**** Trecho do relato

A humanidade vai querer que tipo de alma?

Lá pelos anos de mil novecentos e lá vai cocadas, quando fazia a 4a. série do primário (assim se dividia o ensino fundamental, no meu tempo de criança), o livro didático em que eu estudava tinha uma história que falava que algum dia, alguém iria entrar em uma loja e comprar um coração, um par de pernas e sairia por ai de coração novo e andando com as pernas novas compradas por não sei quanto. Isso me deixava realmente assombrada; alguém compraria pernas, coração e outros órgãos... Cheguei a sonhar com pessoas que tinham comprado meu coração... Felizmente acordei a tempo de impedir a transação. O tempo andou, a vida passou e esqueci o livro e o sonho ou melhor o pesadelo.

Passado alguns poucos anos e depois de já saber que o Dr. Euryclídes de Jesus zerbini tinha realizado o primeiro transplante de coração do Brasil, ia eu caminhando, quando ao passar pelo Centro de Vivência da Universidade, local onde os artistas quase sempre se apresentavam para o público estudantil voltou-me a memória a lição do meu antigo livro.

********

_Problema a resolver_: Retome o relato sobre a lição do antigo livro didático e dê continuidade a ele a partir da última frase apresentada. As linhas apresentadas a seguir constituem um material à parte, independente do relato.

**** Material exibido

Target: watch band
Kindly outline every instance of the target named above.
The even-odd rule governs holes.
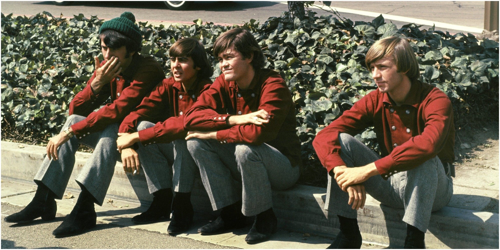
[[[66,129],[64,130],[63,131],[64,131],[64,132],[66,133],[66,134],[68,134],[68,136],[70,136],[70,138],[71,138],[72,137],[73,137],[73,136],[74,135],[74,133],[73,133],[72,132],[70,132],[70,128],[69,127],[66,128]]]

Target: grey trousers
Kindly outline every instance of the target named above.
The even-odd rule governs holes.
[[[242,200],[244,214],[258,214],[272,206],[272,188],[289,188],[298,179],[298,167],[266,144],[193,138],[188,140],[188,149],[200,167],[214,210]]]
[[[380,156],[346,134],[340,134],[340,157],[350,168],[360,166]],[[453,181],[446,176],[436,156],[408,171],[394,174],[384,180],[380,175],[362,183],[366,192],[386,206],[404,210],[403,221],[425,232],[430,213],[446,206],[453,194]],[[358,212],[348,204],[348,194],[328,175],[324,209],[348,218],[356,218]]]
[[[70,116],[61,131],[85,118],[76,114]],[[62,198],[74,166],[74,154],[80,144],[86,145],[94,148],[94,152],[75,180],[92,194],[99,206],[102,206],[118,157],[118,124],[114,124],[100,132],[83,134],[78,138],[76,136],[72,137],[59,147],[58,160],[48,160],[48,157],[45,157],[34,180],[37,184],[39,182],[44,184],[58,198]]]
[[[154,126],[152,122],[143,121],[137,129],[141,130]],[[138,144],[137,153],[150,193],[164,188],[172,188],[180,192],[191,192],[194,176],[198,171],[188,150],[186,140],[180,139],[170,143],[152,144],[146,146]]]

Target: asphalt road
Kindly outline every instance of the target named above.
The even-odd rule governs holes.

********
**** Material exibido

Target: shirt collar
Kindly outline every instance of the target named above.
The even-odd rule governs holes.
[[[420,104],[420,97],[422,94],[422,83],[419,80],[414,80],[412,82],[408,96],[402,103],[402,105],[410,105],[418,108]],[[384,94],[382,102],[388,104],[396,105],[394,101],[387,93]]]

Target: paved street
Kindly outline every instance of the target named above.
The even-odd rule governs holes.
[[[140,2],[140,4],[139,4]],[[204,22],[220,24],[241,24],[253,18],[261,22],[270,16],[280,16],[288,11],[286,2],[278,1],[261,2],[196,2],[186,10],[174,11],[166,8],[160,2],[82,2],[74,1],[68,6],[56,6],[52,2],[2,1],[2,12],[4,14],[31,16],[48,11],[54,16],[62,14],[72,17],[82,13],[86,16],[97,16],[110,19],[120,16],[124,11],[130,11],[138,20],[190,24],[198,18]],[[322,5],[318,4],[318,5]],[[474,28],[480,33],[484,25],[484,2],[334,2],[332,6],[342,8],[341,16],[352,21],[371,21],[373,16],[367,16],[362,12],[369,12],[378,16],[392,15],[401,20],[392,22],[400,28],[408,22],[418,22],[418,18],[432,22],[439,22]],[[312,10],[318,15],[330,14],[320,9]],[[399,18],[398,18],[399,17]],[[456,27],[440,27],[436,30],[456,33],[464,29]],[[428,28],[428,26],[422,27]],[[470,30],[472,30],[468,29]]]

********

_Resultado_:
Em pé, no centro da praça de eventos, um artista mimico fazia uma performance de uma mulher. Na cena um, ele em frente a um padre estava vestido (a) de noiva, cabelos louros e longos, olhos verdes, cílios longos, bunda grande, seios fartos... Na cena dois, já em um ambiente de quarto de hotel, em frente ao espelho, a noiva começa a se despir em quanto o noivo impaciente a chamava a todo momento - Vem benzinho, estou te esperando! - ela, a noiva começou tirando a longa cabeleira e ai apareceu o cabelo encaracolado e preto, depois a bunda postiça (e não é que o cara era uma tábua), a platéia ria a valer e assim foi a cada parte do corpo que mudava a turma se divertia, as risadas aumentavam. O noivo impaciente queria olhar a bela loira com quem tinha casado a toda hora, o que não era permitido por ela. Foi retirado os dentes e claro que faltavam alguns (na verdade, a tinta preta tinha ajudado o artista a esconder seus belos dentes, diga-se a favor do mesmo), depois os cílios e finalmente o que a gente pensava ou talvez só eu pensasse não acontecer o artista retirou seus belos olhos verdes e ai vi que ele era realmente moreno de olhos pretos.

O noivo apareceu e quando viu em que tinha se tornado sua bela noiva, disparou em uma corrida e com certeza a turma toda gargalhou a valer. Foi um verdadeiro delírio, lembro que os artistas voltaram a cena e os aplausos foram muitos. Grandes artistas aqueles dois rapazes. Ótimos mimicos.

Apesar de como todos os presentes também cair na gargalhada e achar tudo muito engraçado sai pensando como um autor pode ver tão longe no tempo e como pode falar com tanta propriedade do que vai acontecer algum dia.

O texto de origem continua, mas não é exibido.